Congratulations! I can't wait until my Leucs Breed. 
Good luck with the eggs! 

-Yidso


----------



## Parsons (Sep 20, 2006)

Congrats!
Great Pictures.


----------



## ian (Dec 25, 2006)

Nice pics. Looks like you are up to your ears in eggs and tads. Is it too early to be calling them albino? They could color up later. Just my .02.


----------



## a Vertigo Guy (Aug 17, 2006)

ian said:


> Nice pics. Looks like you are up to your ears in eggs and tads. Is it too early to be calling them albino? They could color up later. Just my .02.


That tad looks to be a chocolate (hypo if you will). The only thing thats thrown me off is the egg if hatched from wasnt clear. But thats how my hypo tags look like. Its albino


----------



## TameYourself (Nov 17, 2007)

I am up to my ears in eggs/tads now! They laid more eggs this past weekend! Is that healthy?


----------



## housevibe7 (Sep 24, 2006)

Are you pulling all the eggs? One thing you can do is to leave them in there and allow the parents to care for them. This may make it to where they take a little break.


----------



## TameYourself (Nov 17, 2007)

housevibe7 said:


> Are you pulling all the eggs? One thing you can do is to leave them in there and allow the parents to care for them. This may make it to where they take a little break.


I was removing the eggs until this last clutch. I thought I read some place that if you remove them they will lay more. I will let them take care of this clutch themselves.


----------



## denfrogs (Dec 10, 2007)

> **Record list**
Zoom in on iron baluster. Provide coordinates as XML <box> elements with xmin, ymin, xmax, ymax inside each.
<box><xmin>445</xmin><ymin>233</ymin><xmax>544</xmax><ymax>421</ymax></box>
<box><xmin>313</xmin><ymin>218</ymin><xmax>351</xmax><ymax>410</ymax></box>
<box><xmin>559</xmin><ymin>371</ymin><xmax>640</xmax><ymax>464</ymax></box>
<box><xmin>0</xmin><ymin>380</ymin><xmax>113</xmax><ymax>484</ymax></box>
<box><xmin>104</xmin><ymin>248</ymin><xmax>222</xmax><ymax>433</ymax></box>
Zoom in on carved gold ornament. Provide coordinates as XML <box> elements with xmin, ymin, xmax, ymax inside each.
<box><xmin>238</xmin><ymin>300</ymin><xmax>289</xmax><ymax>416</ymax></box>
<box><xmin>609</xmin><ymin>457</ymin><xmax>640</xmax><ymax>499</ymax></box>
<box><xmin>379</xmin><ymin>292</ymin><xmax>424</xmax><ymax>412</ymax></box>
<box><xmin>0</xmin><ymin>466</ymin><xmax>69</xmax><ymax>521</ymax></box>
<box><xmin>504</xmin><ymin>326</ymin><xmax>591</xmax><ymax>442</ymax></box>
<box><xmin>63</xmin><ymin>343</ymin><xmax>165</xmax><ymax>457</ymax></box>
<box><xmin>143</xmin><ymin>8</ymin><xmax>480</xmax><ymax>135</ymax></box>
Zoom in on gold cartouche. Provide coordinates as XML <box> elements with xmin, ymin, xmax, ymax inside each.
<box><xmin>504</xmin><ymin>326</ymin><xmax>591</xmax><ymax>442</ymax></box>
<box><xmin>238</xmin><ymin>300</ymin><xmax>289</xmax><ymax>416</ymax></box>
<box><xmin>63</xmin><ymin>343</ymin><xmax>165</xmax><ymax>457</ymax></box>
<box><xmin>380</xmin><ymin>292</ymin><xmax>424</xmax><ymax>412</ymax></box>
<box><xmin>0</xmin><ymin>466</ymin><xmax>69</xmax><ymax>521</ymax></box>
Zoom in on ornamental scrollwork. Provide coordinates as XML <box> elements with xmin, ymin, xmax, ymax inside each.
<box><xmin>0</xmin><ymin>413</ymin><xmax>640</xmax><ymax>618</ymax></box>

> **What to work on**
[a] List each username that heads a post in the forum thread, naming each one only once and in the order it first appears.
[b] From the forum thread, pull out the passage that starts at the words "## ian (Dec" and ends after "(Aug 17, 2006)", copying it word for word.

> **Answers for the exercise**
[a]
Parsons
ian
a Vertigo Guy
TameYourself
housevibe7
denfrogs

[b]
## ian (Dec 25, 2006)

Nice pics. Looks like you are up to your ears in eggs and tads. Is it too early to be calling them albino? They could color up later. Just my .02.


----------



## a Vertigo Guy (Aug 17, 2006)